__Problem details__. In the entries below, find the line containing "Query: mint sprig". Copy it and all lines after it, exactly, through the end.
* * * * * * *
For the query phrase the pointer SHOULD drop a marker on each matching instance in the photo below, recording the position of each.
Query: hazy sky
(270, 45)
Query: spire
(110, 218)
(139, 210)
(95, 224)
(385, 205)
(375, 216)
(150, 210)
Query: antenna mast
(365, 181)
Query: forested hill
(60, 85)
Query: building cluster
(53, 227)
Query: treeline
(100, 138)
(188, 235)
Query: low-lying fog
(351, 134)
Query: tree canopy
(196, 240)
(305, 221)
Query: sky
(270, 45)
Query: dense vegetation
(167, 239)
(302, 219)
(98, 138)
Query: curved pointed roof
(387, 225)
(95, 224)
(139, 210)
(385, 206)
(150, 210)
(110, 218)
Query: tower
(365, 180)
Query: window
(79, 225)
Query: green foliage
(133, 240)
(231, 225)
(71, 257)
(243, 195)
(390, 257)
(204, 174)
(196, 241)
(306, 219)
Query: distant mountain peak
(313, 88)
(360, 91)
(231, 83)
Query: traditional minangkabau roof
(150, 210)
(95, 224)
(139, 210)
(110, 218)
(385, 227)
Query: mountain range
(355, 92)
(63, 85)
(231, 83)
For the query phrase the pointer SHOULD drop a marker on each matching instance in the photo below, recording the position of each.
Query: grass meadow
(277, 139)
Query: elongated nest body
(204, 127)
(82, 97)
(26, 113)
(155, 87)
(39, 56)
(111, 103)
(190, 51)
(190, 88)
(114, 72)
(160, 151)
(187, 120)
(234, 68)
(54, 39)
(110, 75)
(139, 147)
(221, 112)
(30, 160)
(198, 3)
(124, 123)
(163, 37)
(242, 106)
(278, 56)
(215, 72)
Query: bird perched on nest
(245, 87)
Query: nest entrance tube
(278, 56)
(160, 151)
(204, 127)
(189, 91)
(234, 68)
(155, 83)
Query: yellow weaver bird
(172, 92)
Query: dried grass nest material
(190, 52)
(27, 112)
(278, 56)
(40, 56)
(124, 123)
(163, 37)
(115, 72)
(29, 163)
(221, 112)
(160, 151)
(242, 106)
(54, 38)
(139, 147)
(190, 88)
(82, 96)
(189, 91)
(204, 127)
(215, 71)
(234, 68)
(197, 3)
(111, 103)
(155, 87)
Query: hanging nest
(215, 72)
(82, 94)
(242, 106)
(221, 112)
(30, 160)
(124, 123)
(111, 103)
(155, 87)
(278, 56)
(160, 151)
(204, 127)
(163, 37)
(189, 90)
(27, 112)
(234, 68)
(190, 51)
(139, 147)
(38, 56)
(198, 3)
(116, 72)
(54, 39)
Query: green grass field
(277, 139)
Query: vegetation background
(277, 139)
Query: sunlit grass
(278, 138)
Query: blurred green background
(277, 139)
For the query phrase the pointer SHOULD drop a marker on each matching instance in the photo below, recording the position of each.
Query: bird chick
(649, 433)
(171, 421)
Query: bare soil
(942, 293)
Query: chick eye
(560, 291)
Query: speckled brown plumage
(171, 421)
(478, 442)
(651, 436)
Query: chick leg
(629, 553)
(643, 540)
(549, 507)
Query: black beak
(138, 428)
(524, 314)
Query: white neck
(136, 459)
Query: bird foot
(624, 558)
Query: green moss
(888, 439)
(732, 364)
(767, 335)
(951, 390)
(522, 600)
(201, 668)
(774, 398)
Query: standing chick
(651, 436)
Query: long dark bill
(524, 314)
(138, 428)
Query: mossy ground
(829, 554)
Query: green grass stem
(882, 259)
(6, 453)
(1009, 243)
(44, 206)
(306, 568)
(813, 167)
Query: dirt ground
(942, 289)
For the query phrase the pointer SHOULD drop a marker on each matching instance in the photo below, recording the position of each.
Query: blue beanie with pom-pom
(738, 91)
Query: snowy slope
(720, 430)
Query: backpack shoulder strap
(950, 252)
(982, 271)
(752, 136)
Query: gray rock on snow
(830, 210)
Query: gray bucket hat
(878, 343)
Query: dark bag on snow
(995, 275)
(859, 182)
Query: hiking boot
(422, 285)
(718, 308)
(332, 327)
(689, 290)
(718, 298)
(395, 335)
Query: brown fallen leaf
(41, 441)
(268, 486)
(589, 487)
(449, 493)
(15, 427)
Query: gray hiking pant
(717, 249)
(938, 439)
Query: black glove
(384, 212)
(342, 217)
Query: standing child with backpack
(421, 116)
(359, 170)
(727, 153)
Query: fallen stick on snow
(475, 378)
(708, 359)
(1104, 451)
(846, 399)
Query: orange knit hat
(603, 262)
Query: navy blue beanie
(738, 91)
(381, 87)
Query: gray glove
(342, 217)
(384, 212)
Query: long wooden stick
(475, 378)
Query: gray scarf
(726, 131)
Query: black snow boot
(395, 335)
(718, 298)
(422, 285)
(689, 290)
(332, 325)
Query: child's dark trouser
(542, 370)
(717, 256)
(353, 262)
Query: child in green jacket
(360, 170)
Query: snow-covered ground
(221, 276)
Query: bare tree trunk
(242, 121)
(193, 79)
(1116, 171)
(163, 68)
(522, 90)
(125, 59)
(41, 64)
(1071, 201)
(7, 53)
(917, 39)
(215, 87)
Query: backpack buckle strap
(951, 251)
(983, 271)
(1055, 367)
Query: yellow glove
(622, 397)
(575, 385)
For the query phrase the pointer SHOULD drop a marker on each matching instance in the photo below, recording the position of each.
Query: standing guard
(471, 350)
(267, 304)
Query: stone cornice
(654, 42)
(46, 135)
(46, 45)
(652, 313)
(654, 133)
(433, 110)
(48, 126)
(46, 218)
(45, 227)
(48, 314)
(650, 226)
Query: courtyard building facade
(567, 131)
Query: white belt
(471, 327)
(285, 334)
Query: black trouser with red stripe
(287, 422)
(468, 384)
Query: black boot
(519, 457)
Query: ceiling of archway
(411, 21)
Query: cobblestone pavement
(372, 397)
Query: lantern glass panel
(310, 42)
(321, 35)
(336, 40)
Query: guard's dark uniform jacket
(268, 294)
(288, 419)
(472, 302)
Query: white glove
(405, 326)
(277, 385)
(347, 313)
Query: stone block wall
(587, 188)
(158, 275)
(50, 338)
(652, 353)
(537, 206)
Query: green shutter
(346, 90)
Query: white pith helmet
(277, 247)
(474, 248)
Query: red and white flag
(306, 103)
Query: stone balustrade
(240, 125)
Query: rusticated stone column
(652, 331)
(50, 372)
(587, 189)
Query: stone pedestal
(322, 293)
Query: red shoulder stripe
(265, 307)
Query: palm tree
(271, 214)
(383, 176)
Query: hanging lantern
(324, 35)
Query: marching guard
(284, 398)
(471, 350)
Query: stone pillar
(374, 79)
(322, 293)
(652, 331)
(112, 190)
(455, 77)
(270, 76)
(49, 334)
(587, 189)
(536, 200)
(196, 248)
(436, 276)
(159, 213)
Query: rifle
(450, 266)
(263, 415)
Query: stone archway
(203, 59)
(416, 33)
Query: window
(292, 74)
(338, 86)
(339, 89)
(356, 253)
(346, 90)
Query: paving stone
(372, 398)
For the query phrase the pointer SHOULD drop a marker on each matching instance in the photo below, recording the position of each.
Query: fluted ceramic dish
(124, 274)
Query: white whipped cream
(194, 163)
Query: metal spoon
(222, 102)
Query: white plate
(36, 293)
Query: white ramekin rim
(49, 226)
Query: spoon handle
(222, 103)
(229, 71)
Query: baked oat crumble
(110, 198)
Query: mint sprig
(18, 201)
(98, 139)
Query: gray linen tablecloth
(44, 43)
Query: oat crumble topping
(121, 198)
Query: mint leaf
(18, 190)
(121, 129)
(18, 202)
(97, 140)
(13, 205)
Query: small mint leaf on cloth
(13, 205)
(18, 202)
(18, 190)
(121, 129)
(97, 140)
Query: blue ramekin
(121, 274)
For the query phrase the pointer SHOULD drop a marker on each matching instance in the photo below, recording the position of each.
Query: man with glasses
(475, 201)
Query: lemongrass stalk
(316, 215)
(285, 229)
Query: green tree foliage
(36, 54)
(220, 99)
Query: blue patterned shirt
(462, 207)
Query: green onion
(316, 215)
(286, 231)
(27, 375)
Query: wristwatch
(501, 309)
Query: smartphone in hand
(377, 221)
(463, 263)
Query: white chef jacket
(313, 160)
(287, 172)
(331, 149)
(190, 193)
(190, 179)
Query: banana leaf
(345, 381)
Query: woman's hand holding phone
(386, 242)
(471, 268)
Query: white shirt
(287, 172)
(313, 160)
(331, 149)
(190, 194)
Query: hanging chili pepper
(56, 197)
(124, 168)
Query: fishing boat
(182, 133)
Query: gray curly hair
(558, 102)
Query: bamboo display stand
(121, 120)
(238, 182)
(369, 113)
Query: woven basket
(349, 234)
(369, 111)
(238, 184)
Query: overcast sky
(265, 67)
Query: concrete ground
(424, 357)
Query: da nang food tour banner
* * * * * * *
__Exercise output__.
Query: mint sprig
(18, 201)
(98, 139)
Query: gray linen tablecloth
(44, 43)
Query: oat crumble topping
(121, 198)
Query: mint leaf
(18, 190)
(121, 129)
(18, 202)
(97, 140)
(13, 205)
Query: small mint leaf on cloth
(13, 205)
(18, 202)
(18, 190)
(121, 129)
(97, 140)
Query: blue ramekin
(121, 274)
For the query phrase the pointer SHOULD drop a marker on each matching instance in the photo below, recording the position of each.
Query: man with glasses
(475, 201)
Query: lemongrass stalk
(316, 215)
(285, 229)
Query: green tree foliage
(36, 54)
(220, 99)
Query: blue patterned shirt
(462, 207)
Query: green onion
(316, 215)
(286, 231)
(27, 375)
Query: wristwatch
(501, 309)
Query: smartphone in hand
(377, 221)
(463, 263)
Query: white chef jacket
(313, 160)
(287, 172)
(331, 149)
(190, 193)
(190, 179)
Query: banana leaf
(345, 381)
Query: woman's hand holding phone
(386, 242)
(471, 268)
Query: white shirt
(287, 172)
(313, 160)
(331, 149)
(190, 194)
Query: hanging chili pepper
(56, 197)
(124, 168)
Query: fishing boat
(182, 133)
Query: gray curly hair
(558, 102)
Query: bamboo display stand
(121, 120)
(238, 182)
(369, 113)
Query: woven basket
(349, 234)
(369, 111)
(238, 184)
Query: overcast sky
(265, 67)
Query: concrete ground
(424, 357)
Query: da nang food tour banner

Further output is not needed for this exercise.